Extract provided Block Start

The administration held a series of private calls with pro-immigrant groups and advocates last week to discuss Mr. Biden’s immigration agenda. David Shahoulian, a top immigration official at the Department of Homeland Security, said that the messaging to discourage migrants from coming had not been working and that the administration would need to be clearer in the future, especially given that smugglers continue to encourage migrants to travel to the United States, according to people familiar with the call.
Mr. Mayorkas had said this month that the administration’s message was not “don’t come” but rather “don’t come now.” Roberta S. Jacobson, a special assistant overseeing border issues, initially said mistakenly in Spanish during a news briefing that the border was not closed, but then corrected herself to say it was closed.
The Biden administration is working with Central American countries to reduce pressure on the border, Mr. Shahoulian said on the call. And it is examining options for expediting the processing of asylum cases.

Extract provided Block End

**Problem details**
Extend the passage on the Biden administration's immigration messaging, picking up after its last sentence.

Information Block Start

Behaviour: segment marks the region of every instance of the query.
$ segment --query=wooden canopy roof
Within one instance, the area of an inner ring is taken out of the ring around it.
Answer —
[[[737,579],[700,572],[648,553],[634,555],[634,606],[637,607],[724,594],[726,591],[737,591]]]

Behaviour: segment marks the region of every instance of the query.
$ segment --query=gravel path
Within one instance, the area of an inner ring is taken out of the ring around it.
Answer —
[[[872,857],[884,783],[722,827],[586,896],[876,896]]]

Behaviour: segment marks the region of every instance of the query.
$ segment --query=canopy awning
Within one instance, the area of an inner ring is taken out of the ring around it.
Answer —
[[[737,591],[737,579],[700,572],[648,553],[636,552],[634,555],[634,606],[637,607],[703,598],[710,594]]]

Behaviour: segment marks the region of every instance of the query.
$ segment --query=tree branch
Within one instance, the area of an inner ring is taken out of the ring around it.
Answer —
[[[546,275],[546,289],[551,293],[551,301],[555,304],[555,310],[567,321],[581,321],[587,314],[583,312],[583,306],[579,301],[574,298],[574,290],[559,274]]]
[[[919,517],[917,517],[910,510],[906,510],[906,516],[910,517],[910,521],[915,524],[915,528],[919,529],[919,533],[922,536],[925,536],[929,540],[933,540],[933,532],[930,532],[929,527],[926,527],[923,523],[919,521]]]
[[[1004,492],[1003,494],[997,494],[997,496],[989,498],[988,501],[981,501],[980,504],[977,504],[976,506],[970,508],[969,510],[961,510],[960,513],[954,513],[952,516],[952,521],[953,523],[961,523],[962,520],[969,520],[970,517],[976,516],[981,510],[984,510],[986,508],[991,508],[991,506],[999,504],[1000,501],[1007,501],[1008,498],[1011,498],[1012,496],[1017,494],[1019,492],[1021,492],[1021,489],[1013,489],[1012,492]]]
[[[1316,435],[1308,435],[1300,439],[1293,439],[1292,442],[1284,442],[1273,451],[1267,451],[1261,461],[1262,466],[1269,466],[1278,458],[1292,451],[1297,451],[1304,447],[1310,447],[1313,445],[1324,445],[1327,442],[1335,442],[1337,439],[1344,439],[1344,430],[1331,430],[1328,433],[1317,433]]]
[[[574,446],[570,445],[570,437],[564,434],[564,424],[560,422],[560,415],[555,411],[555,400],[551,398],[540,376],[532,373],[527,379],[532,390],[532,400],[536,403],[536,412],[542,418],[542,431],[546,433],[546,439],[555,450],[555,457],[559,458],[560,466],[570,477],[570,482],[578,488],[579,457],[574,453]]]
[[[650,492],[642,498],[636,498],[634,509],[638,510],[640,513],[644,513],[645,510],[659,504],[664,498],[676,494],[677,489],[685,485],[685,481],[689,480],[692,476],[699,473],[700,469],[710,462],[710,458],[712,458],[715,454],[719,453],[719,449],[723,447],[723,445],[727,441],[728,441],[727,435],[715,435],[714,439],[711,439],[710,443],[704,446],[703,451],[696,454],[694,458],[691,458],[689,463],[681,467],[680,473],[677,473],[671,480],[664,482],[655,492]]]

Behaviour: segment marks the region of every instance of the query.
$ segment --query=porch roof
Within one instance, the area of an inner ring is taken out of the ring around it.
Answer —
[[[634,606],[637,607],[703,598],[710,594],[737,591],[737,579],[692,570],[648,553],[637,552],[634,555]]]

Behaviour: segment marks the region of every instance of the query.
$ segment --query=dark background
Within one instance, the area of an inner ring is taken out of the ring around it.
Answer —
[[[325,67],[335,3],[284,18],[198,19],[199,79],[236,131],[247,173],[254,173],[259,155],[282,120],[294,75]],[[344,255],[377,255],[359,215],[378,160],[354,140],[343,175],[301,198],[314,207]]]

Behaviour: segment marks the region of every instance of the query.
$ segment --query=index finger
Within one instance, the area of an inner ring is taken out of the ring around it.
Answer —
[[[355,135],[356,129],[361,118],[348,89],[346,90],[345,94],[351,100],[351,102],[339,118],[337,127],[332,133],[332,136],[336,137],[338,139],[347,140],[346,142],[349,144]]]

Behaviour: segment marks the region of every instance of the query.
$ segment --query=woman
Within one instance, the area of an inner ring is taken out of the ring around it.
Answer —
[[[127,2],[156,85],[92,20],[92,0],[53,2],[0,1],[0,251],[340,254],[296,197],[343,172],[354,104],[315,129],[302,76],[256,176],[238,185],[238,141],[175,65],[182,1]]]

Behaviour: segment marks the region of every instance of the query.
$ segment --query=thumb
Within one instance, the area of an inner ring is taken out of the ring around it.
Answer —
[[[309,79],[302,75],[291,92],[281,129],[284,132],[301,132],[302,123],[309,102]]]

Information Block End

**Expected answer**
“We will shorten from years to months the time it takes to adjudicate an asylum claim,” Mr. Mayorkas said in his statement on Tuesday, adding that the administration would soon introduce a regulation to improve the system. He said that the administration was working to establish processing centers in Central America so that they could be screened and “brought to the United States if they qualify for relief under our humanitarian laws and other authorities.”
Mr. Biden said in his campaign platform that he would increase the number of judges and immigration officers to combat a backlog that nearly doubled during the Trump administration to more than 1.2 million cases.
Mr. Biden has already begun to restart the Obama-era Central American Minors program, which was intended to allow some children to apply in their home region for permission to live in the United States with a parent or other relative. When Mr. Trump ended the program, about 3,000 Central American children had been approved for travel to the United States.
It will take time to ramp up the program, which has strict vetting requirements, in order to verify the relationships of the children and their relatives.
Now, the administration is eager to examine even broader efforts to consider asylum applications remotely.
It is already testing a system where migrants, who were told by the Trump administration to wait along the border in squalid camps in Mexico, can use an app on their cellphones to apply for asylum and track their cases. That kind of system might be expanded more broadly, officials said.
“This is the road map going forward for a system that is safe, orderly and fair,” Mr. Mayorkas said.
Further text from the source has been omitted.